2. DURATION OF CONTRACT
2.1. This Agreement is valid for twelve (12) months from the day of its signing, unless otherwise specified in the Special Conditions. This Agreement is automatically renewed upon its expiry for a further period of twelve (12) months each time, unless either of the parties notifies the other party in writing at least thirty (30) days before the expiry date that it does not wish its renewal.
3. INSTALLATION – ACTIVATION OF SERVICES
3.1. At the time of the signing of this Agreement or as soon as possible thereafter, the Subscriber is obliged to provide the Company with any document, authorization and consent, which is necessary in order to enable his lawful connection to the Network and the activation of the Services or any other documents which the Company may reasonably request at its discretion. Furthermore, the Subscriber is obliged to provide any guarantee, of a monetary or other nature, that the Company may request at its discretion. No work for the connection to the Network will begin before the fulfillment of all the above.
3.2. The Company is acting under a procedure which aims at the activation of the Service within thirty (30) working days of the provision or securing of all necessary and/or requested documents, authorizations, consents and guarantees. In the event of delay, the Company will notify the Subscriber, so that he may be aware of the progress of the installation process and of any problems. Further, in the event of unjustified delay, the Subscriber will be entitled to terminate this Agreement in writing, unless the delay is due to force majeure or the Subscriber is responsible for the delay.
3.3. The Company has the right not to connect the Subscriber to the Network and/or not to activate the Services in the following cases: (a) in the event that it considers that the Subscriber is not creditworthy or that the Subscriber has failed to pay any amounts due to the Company which have become due and payable, (b) in the event that the Company’s Network is not available or there are no available and appropriate resources to enable the Subscriber’s connection, (c) in the event that, due to problematic infrastructure at the Premises, it is not possible to install the Services or ensure the level of quality required for the provision of the Services or there is a risk that the Company’s Network will suffer damages or problems, or (d) for any other reasonable cause. In such a case the Company shall promptly inform the Subscriber and this Agreement shall be terminated automatically, without the Subscriber having any claim except for the return of any guarantee in accordance with the provisions of this Agreement.
3.4. In case of a submission of a portability application from any Other Provider (hereinafter “the Service Provider”) to the Company: (a) At the time of the signing of this Agreement or as soon as possible thereafter, the Subscriber shall provide every document or authorization which is required to be provided to the Company in accordance with the Legislation in force at the time, for the purpose of being forwarded to the Service Provider in order to make the portability possible. (b) The Subscriber will not terminate the telecommunication services provided by the Service Provider before the respective Services of the Company are activated. (c) When the Company is informed by the Service Provider, the Company will inform the Subscriber of the date of activation and portability and will take all necessary measures for the portability of telecommunication services. (d) The Company has no responsibility for any delay or any other problem which may occur in the process of portability, including failure of portability, which is caused by an act or omission of the Subscriber or the Service Provider. (e) In the case of cancellation of the portability application by the Subscriber, the Company, without prejudice to any other rights it may have, shall be entitled to claim from the Subscriber any fees or other expenses incurred in the course of dealing with the application.
3.5. The Services will be connected and the equipment will be installed at the Installation Point. It is the obligation of the Subscriber to provide appropriate space for the connection and to ensure its safety, as well as to prepare the relevant space and to install the necessary infrastructure.
· · · · ·
- Stated problem 1
Report every line of the entries that contains the string "black", treating uppercase and lowercase letters as distinct.
· · · · ·
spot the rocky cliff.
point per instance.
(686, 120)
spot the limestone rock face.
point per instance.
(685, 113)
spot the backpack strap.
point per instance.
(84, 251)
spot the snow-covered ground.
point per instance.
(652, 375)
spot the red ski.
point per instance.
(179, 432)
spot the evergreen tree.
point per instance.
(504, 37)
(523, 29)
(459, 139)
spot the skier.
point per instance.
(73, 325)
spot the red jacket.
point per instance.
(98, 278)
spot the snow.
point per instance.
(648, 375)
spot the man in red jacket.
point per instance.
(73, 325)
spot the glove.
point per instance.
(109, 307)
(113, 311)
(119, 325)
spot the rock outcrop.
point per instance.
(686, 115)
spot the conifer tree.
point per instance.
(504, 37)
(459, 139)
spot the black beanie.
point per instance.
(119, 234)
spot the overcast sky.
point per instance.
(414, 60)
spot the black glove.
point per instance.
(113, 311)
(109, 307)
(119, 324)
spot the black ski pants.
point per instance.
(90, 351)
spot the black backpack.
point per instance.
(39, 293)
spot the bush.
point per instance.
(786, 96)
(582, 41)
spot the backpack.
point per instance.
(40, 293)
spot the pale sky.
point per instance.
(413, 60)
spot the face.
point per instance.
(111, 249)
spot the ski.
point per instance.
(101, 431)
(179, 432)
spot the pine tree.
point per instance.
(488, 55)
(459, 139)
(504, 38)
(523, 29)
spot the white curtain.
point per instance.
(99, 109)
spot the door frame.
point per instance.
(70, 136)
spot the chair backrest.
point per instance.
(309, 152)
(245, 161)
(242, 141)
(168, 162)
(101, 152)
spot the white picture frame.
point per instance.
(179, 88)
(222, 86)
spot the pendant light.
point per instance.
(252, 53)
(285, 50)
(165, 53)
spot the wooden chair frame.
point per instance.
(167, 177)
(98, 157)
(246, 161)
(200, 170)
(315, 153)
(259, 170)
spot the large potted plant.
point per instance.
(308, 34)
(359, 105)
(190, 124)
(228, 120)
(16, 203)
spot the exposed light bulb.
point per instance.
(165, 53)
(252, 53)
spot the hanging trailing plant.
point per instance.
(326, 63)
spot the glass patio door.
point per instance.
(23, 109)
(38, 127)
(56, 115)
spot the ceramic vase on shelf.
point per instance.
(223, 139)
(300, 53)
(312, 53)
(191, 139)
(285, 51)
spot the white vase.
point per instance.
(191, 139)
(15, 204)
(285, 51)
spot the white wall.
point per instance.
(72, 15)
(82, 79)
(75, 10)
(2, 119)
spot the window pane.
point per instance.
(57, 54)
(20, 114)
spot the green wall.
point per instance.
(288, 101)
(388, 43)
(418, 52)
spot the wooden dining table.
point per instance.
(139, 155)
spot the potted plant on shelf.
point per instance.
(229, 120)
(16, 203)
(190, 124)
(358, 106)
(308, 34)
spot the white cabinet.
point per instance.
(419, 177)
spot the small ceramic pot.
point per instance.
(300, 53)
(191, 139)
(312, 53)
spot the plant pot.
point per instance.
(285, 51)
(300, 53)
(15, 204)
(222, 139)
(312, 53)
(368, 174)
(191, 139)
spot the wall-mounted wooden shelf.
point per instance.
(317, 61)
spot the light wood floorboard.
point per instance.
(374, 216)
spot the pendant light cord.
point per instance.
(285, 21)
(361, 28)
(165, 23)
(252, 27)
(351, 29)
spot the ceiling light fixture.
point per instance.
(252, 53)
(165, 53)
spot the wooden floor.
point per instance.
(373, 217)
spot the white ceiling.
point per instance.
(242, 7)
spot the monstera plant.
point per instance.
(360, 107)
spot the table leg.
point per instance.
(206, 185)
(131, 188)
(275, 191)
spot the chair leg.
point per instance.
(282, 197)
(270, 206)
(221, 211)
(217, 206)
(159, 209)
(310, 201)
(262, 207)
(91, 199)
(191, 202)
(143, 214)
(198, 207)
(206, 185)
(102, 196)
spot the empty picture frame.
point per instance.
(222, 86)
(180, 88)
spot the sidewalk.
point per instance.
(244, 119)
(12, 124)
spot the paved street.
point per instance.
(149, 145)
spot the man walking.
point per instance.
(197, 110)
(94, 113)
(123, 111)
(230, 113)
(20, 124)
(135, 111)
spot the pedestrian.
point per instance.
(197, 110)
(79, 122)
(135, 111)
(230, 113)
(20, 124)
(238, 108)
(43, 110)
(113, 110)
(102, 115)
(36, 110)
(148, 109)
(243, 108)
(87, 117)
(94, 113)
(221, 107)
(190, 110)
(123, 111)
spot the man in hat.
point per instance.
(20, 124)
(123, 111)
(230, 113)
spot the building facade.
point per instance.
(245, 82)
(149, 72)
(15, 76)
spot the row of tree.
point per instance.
· · · · ·
- Stated problem 2
Reproduce the contract excerpt from "3.5. The Services" to "the necessary infrastructure.", substituting "Service Point" for "Installation Point".

- Final answer 1
spot the black beanie.
spot the black glove.
spot the black ski pants.
spot the black backpack.

- Final answer 2
3.5. The Services will be connected and the equipment will be installed at the Service Point. It is the obligation of the Subscriber to provide appropriate space for the connection and to ensure its safety, as well as to prepare the relevant space and to install the necessary infrastructure.